(Image annotation records)
=====

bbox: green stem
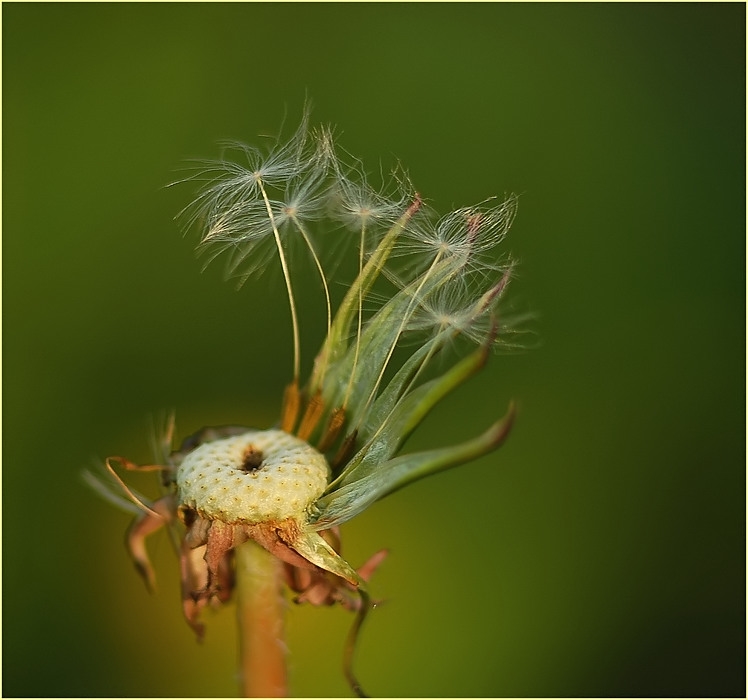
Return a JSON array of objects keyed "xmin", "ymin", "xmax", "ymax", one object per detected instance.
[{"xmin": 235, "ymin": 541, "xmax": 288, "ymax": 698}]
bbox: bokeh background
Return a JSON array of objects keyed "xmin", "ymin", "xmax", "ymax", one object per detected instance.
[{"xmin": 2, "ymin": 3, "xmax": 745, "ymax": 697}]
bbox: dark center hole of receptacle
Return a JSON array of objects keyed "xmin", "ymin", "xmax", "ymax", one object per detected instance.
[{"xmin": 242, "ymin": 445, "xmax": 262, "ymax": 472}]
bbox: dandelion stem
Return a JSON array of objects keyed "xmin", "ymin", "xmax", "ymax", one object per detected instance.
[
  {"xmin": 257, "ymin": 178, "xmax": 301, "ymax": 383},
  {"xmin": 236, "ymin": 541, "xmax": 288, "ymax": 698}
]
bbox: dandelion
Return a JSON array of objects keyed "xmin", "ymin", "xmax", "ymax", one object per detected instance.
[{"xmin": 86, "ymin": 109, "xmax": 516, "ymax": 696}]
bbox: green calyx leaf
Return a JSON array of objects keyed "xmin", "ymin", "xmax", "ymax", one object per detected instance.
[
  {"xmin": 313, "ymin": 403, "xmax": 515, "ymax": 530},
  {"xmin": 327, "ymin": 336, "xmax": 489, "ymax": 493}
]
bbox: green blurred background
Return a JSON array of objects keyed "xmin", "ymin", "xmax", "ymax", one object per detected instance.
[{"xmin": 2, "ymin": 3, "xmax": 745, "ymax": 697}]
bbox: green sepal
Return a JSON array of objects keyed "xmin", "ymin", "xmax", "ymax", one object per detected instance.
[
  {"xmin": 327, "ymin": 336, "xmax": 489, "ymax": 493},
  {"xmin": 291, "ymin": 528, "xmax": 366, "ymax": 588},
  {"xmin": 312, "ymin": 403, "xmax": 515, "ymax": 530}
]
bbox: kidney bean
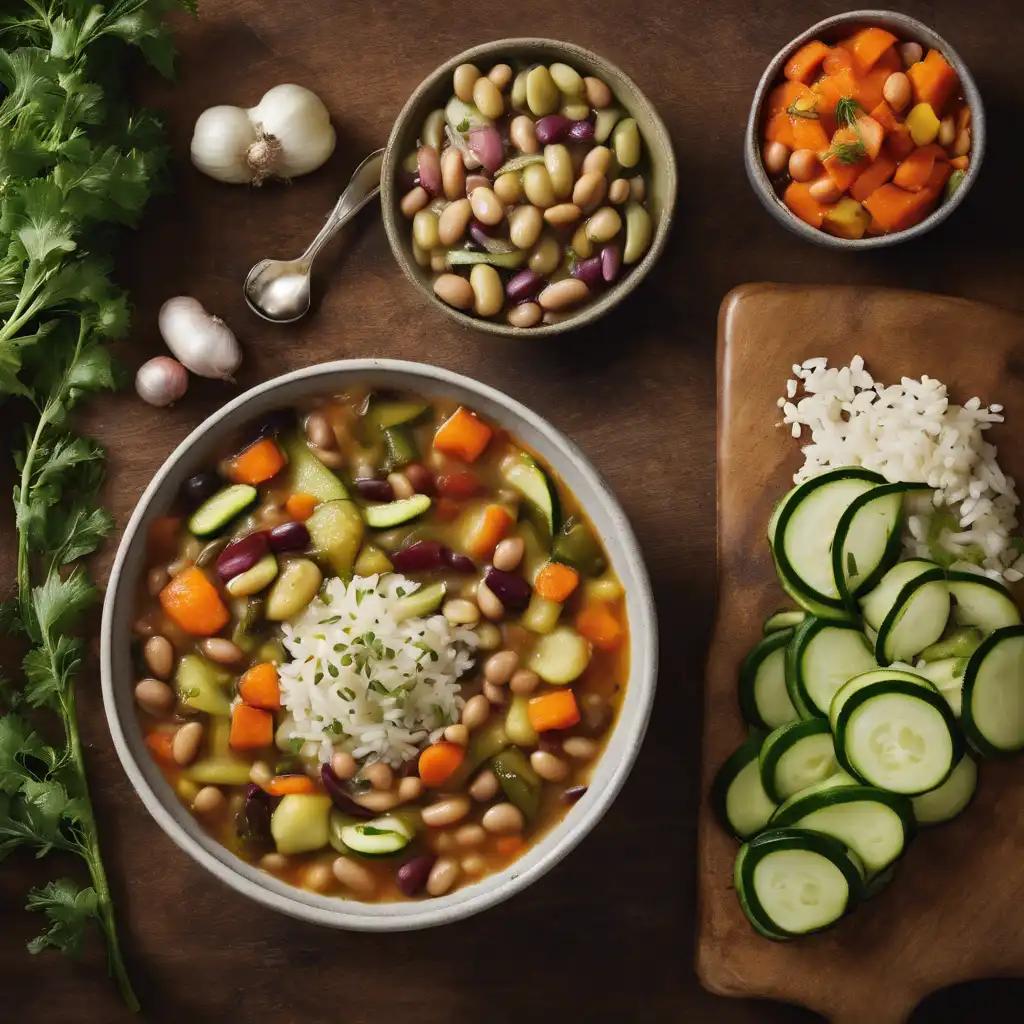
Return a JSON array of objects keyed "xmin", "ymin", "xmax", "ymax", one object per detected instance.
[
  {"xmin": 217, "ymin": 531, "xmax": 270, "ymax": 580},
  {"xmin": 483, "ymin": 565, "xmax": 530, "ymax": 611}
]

=====

◆ WHAT YOU WILL DO
Copy out the records word for word, starting at the line containing "bbox: dandelion stem" and ending at the last line of the records. Leave out the pictures.

◆ EXERCISE OUTPUT
bbox: dandelion stem
Return a JSON array of objects keyed "xmin", "ymin", "xmax", "ymax", one object per detected instance.
[
  {"xmin": 257, "ymin": 178, "xmax": 301, "ymax": 383},
  {"xmin": 236, "ymin": 541, "xmax": 288, "ymax": 698}
]
bbox: dandelion
Return a JSON array of objects keyed "xmin", "ymin", "xmax", "ymax", one object per detected instance.
[{"xmin": 86, "ymin": 109, "xmax": 516, "ymax": 696}]
bbox: green calyx leaf
Return a JSON array of objects keyed "xmin", "ymin", "xmax", "ymax", one object per detected instance.
[
  {"xmin": 313, "ymin": 403, "xmax": 515, "ymax": 530},
  {"xmin": 327, "ymin": 336, "xmax": 489, "ymax": 493}
]
bbox: green blurred background
Return a JSON array of objects keyed "xmin", "ymin", "xmax", "ymax", one object per detected instance.
[{"xmin": 2, "ymin": 3, "xmax": 745, "ymax": 697}]
bbox: green sepal
Return a JSON array of objects keyed "xmin", "ymin", "xmax", "ymax", one object per detected instance.
[
  {"xmin": 327, "ymin": 336, "xmax": 489, "ymax": 493},
  {"xmin": 291, "ymin": 528, "xmax": 366, "ymax": 588},
  {"xmin": 312, "ymin": 403, "xmax": 515, "ymax": 530}
]
bbox: kidney bean
Return a JSON array of objects keyed "xmin", "ymin", "xmax", "ymax", one object per detected instance.
[
  {"xmin": 217, "ymin": 531, "xmax": 270, "ymax": 580},
  {"xmin": 483, "ymin": 565, "xmax": 530, "ymax": 611}
]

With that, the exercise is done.